§ **SOURCE DOCUMENT**:
----------------------------------------

The program is directed toward children in the seventh grade and above. Local teachers often provide extra credit to students who choose to attend the sessions, Ramirez said.

Janet Emanuel, a Yale spokeswoman, said the program has expanded both its audience and the diversity of its offerings. Attendance peaked at approximately 250 attendees one Saturday last year.

The sessions, which have been aired on public access television, will also be available on a Web site via streaming video and recorded podcasts. DVDs are currently available in libraries as far away as Florida.

But biomedical engineering professor Erin Lavik, who co-hosts the program, said the program was founded primarily for the local community’s benefit.

“When [Professor Ramirez] arrived here, there were limited opportunities for students to connect with science at Yale,” Lavik said in an e-mail. “She created Science Saturdays as a forum in which students from the New Haven community could experience the excitement and wonder of science.”

Yale organizations such as the Yale Science Magazine and the National Association of Black Engineers routinely help with the program’s demonstrations, providing variety in the ages of the instructors.

Ramirez said the program has developed slowly, as it was initially difficult to get professors interested enough that they would be willing to sacrifice their weekends.

The program won Yale’s Seton Elm-Ivy award in 2005, an award granted to institutions that foster better Yale-New Haven relations. Its administrators are currently exploring increase its relations with the Peabody Museum of Natural History and the statewide Bio Bus program.

Ramirez noted that one of her proudest accomplishments regarding the program is its involvement with Career High School. Yale, along with Pfizer, sponsored the school in a robotics competition. In 2004, the school came in 735th place of 750 contestants, but placed 2nd in 2005 and 1st in 2006.

This year’s speakers will include chemistry professor Kurt Zilm, biology professor John Carlson, neuroscience professor Charles Greer and Ramirez herself. The program takes place each Saturday at 10:30 a.m. in Davies Auditorium.

----------------------------------------

Stored data entries

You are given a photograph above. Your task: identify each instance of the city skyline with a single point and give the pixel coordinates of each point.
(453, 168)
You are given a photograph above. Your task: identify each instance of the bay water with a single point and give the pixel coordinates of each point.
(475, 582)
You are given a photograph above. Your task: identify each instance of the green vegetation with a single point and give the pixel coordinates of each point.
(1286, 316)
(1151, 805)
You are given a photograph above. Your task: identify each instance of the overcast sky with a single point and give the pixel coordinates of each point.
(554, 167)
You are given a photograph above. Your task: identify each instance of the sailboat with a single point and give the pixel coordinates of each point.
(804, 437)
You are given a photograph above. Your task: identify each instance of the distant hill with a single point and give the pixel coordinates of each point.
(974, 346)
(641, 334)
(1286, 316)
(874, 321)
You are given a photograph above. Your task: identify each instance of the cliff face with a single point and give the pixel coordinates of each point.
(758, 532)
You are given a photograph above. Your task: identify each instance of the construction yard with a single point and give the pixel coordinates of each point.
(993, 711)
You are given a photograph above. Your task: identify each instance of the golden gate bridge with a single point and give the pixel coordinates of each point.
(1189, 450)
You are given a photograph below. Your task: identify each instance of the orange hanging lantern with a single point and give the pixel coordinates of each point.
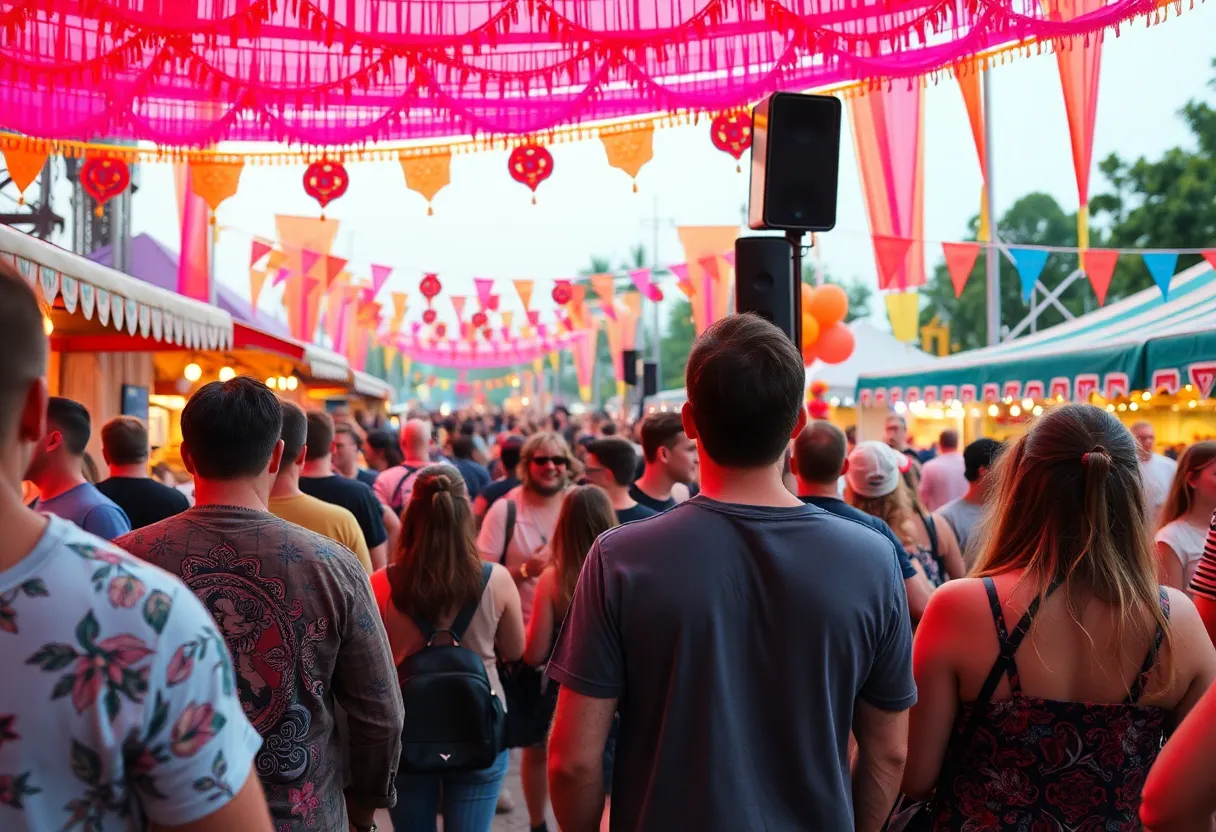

----------------------------------------

§ **EXERCISE BRIEF**:
Repeat the passage from the Science Saturdays article word for word, starting with "The program is directed" and going on through "Saturday last year.".

§ **WRITTEN SOLUTION**:
The program is directed toward children in the seventh grade and above. Local teachers often provide extra credit to students who choose to attend the sessions, Ramirez said.

Janet Emanuel, a Yale spokeswoman, said the program has expanded both its audience and the diversity of its offerings. Attendance peaked at approximately 250 attendees one Saturday last year.